RECORDS PROVIDED –
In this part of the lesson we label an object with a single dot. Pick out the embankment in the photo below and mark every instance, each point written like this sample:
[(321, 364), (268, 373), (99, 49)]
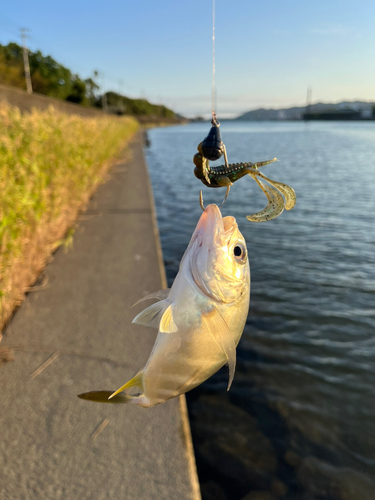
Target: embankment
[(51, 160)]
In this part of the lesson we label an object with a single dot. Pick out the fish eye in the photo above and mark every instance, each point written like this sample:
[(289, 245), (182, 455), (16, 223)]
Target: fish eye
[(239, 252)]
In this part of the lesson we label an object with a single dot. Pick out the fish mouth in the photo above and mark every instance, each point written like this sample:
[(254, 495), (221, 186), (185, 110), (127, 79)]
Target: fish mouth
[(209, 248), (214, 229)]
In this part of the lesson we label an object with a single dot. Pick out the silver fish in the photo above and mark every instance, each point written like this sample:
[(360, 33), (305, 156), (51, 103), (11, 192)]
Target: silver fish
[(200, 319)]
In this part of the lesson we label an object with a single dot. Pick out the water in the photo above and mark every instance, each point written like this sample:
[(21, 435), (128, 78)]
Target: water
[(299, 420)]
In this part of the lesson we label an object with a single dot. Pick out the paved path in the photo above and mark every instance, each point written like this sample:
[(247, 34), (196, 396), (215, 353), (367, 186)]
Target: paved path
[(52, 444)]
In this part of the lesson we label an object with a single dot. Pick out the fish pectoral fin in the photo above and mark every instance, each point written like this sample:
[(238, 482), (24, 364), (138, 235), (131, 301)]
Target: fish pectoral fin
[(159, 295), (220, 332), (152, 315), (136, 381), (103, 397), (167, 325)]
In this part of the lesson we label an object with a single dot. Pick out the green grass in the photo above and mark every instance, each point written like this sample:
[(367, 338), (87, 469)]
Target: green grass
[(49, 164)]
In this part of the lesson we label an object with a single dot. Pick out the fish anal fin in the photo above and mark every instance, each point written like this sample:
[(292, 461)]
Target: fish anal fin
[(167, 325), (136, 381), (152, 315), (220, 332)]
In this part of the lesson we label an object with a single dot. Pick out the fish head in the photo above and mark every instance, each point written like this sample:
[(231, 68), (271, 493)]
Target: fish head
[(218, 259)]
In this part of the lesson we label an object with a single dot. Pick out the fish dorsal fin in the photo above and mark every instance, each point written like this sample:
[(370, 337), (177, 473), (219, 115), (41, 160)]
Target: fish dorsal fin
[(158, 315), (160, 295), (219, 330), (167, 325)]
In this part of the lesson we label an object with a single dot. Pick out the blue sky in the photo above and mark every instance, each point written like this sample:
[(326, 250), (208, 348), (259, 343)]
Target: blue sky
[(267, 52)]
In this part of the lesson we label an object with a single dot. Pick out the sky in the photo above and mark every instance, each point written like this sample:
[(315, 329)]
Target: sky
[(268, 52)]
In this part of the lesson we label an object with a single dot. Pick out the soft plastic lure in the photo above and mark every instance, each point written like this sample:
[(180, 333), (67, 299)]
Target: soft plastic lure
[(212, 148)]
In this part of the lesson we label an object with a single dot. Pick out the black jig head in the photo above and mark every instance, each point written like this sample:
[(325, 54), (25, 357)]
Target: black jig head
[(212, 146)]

EXERCISE TASK – Update the lines from the one containing "out the black" through the last line, inclusive, replacing "jig head" with "jighead" and changing nothing else.

TASK SOLUTION –
In this part of the lesson we label an object with a single dot. Pick out the black jighead in the photo above and mark every instance, each point written like this sample:
[(325, 54), (25, 357)]
Target: black jighead
[(212, 146)]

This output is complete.